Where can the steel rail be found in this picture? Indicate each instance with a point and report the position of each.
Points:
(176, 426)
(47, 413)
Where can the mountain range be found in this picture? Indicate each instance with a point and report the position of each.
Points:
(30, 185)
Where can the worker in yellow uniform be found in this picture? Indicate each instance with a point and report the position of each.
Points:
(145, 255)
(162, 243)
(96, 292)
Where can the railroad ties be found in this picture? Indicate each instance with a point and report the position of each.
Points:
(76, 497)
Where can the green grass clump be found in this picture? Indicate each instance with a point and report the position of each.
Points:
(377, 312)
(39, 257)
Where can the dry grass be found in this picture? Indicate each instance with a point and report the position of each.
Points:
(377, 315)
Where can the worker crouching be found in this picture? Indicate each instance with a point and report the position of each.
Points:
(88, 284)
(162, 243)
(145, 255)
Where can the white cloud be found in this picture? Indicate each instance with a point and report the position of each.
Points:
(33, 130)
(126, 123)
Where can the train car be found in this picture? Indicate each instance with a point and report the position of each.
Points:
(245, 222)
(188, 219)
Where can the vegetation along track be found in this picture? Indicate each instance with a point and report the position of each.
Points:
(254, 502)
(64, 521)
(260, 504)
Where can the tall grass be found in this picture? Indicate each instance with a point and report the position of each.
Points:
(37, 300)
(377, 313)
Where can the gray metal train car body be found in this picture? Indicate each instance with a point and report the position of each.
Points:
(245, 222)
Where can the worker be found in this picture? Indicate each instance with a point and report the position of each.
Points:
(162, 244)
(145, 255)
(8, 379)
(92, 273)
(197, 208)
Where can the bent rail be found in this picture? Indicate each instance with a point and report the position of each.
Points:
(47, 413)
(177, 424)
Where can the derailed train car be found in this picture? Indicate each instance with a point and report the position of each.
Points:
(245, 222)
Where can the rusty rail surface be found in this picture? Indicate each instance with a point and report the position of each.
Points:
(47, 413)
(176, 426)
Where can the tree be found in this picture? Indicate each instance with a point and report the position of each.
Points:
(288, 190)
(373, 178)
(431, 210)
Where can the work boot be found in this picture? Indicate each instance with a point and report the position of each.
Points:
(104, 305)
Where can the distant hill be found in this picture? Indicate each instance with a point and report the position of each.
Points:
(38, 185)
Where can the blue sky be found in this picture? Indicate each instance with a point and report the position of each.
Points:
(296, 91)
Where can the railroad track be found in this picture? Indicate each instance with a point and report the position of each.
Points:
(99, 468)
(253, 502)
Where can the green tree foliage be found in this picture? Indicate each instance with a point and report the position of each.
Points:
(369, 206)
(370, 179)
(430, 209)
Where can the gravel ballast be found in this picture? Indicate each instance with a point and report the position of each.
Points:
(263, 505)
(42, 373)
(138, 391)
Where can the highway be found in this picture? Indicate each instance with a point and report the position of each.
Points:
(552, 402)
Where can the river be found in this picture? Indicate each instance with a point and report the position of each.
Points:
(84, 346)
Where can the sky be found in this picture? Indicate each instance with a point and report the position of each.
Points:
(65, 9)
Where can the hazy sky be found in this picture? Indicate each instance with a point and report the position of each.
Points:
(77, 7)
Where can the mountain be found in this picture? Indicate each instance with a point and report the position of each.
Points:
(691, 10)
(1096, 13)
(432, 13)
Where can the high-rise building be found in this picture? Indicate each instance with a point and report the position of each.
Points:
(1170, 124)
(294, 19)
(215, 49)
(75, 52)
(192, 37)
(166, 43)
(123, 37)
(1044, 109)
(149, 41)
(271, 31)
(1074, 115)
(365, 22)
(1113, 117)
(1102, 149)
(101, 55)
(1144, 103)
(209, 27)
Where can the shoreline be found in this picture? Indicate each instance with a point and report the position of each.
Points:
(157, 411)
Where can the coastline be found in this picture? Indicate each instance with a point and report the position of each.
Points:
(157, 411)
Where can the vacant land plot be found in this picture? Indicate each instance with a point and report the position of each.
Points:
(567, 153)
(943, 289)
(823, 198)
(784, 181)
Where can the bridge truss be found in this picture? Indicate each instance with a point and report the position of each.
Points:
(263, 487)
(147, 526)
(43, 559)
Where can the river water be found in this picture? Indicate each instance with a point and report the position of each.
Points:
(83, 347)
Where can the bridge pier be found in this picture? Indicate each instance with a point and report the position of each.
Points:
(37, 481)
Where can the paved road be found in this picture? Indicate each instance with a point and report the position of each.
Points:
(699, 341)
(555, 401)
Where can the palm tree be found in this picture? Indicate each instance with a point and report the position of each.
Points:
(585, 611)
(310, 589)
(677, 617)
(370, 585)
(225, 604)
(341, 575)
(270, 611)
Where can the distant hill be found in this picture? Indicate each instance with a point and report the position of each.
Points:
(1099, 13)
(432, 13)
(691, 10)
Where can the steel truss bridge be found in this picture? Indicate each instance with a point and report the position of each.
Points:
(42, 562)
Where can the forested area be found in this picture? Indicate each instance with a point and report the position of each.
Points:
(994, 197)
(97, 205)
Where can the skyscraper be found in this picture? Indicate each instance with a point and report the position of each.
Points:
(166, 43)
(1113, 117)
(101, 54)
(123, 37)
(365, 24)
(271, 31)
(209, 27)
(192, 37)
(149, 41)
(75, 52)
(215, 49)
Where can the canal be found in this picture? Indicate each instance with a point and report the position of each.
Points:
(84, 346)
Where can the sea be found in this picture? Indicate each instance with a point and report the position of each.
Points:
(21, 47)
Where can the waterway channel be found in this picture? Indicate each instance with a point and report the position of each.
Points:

» EXERCISE DETAILS:
The whole listing above needs to be written out exactly.

» FINAL ANSWER:
Where can the steel rail be found in this picture? Indicate each instance with a point and report the position of each.
Points:
(176, 426)
(47, 413)
Where can the mountain range be found in this picture? Indicate each instance with a point and report the position of each.
Points:
(30, 185)
Where can the worker in yellow uniform be found in this picture? Indicate each instance with a point and report the position of each.
Points:
(145, 255)
(162, 243)
(96, 292)
Where can the railroad ties be found in this picture? Indicate each instance with a point and report the position of each.
Points:
(76, 497)
Where can the green grass clump be found in this picture? Indicate each instance with a point and report the position of each.
Points:
(377, 312)
(39, 257)
Where can the dry grass be found in this picture? Indicate each instance with a point and report the position of each.
Points:
(377, 315)
Where can the worker crouching be found in this picture? Indicate each instance with a point and report the position of each.
Points:
(88, 284)
(162, 243)
(145, 255)
Where can the white cloud be found in this picture? Indicate each instance with a point and report the position of each.
Points:
(33, 130)
(126, 123)
Where can the train car be found in this picture? Indicate each instance with a point and report the position of each.
Points:
(245, 222)
(188, 219)
Where can the vegetation along track be found in this picture? Indicate each instance with a point and report the position of each.
Points:
(254, 502)
(64, 521)
(260, 504)
Where can the tall grass be found in this picture? Indicate each instance with a point and report the position of each.
Points:
(37, 300)
(377, 313)
Where can the gray metal train car body be found in this picture? Indicate each instance with a point and report the position of each.
Points:
(245, 222)
Where can the worker be found in this picture? Indicate each instance with a point and report the position of each.
Points:
(162, 244)
(145, 255)
(8, 379)
(92, 273)
(197, 208)
Where can the bent rail be found in this picture? Indicate each instance with a point and report the position of each.
Points:
(47, 413)
(177, 424)
Where can the derailed train car be found in this picture? Indicate each instance with a point and report the position of each.
Points:
(245, 222)
Where can the rusty rail surface be found in this picture? Indicate each instance with a point and report the position of each.
Points:
(47, 413)
(176, 426)
Where can the tree be found in this picture? Indicate each instance with a point and report the position of each.
Points:
(288, 190)
(373, 178)
(431, 210)
Where can the work boot be found in this picture? Indicate each instance with a point and report the position of each.
Points:
(104, 305)
Where can the distant hill be found in this picture? Indicate each instance with a point and report the position of each.
Points:
(38, 185)
Where can the blue sky be found in this picture? Indicate each instance with a point and report the position of each.
Points:
(296, 91)
Where can the railroad track be found in this picture? Indicate each instance with a point and report the position of each.
Points:
(99, 468)
(253, 502)
Where can the green tree foliage be found in this picture? Indicate each instance with a point and report the position of each.
Points:
(369, 206)
(370, 179)
(430, 209)
Where can the gravel ballast be found in this picture? Indicate each instance with a point and report the position of each.
Points:
(263, 505)
(42, 373)
(138, 391)
Where can the highway be found in this picture? Indicate each instance with a point and report the position of each.
Points:
(552, 402)
Where can the river be found in this picture? Indicate each instance with a point and report the position of each.
Points:
(84, 346)
Where can the sky be found in this picture? Indicate each instance with a point and report the position of each.
Points:
(65, 9)
Where can the hazy sky be found in this picture? Indicate each instance with a point and report the position of each.
Points:
(77, 7)
Where can the mountain be found in this picture? Indicate each instance with a point and report the position of each.
Points:
(691, 10)
(1096, 13)
(432, 13)
Where can the high-rise building be found in this picture? Indicate each instance with a point and report the position of each.
Points:
(1170, 124)
(294, 19)
(215, 49)
(75, 52)
(192, 37)
(166, 43)
(123, 37)
(1044, 109)
(149, 41)
(271, 31)
(1074, 115)
(365, 22)
(1113, 117)
(1102, 149)
(101, 55)
(1144, 103)
(209, 27)
Where can the shoreline be found in this picture? Indicate each instance with a point and report the position of each.
Points:
(157, 411)
Where can the coastline be found in this picture? Indicate each instance with a point and report the position of each.
Points:
(157, 411)
Where can the vacant land plot be found in this picture? Indicate each instance with a point and report the position of each.
Points:
(567, 153)
(943, 289)
(823, 198)
(784, 181)
Where can the bridge truss be found in this picture? Indicate each instance with a point and report the position of each.
Points:
(263, 487)
(147, 526)
(43, 559)
Where can the river water be found in this picture? Indicate each instance with a point and report the position of each.
Points:
(83, 347)
Where can the bridge pier be found in this picture? Indicate each instance with a point and report the position of each.
Points:
(37, 481)
Where can the paved road be found in this picture? Indicate each instance with a point and report the position of each.
Points:
(699, 341)
(555, 401)
Where can the palm tree be found in this picture? Indicate each instance with a point and report the position of each.
Points:
(585, 611)
(310, 589)
(677, 617)
(370, 585)
(225, 604)
(341, 575)
(270, 611)
Where can the distant hill be found in this picture? Indicate each instance with a point and report the position of each.
Points:
(1099, 13)
(432, 13)
(691, 10)
Where can the steel truss bridge be found in this picture? Indicate each instance with a point and report the position of each.
Points:
(42, 562)
Where can the forested area be found in this picture? Indicate each instance with a point and report the position of each.
Points:
(994, 197)
(97, 205)
Where can the skyscraper be found in this picture? Indicate each instance with a point and report the position of each.
Points:
(166, 43)
(1113, 117)
(101, 54)
(123, 37)
(365, 24)
(271, 31)
(209, 27)
(192, 37)
(149, 41)
(75, 52)
(215, 49)
Where can the canal be found in this picture? Indicate each instance with a point and report the position of each.
Points:
(84, 346)
Where can the sea be found in this picture? Indicate each instance with a point and report the position of each.
Points:
(21, 47)
Where can the waterway channel be found in this picture? Indicate each instance with a point and report the position of each.
Points:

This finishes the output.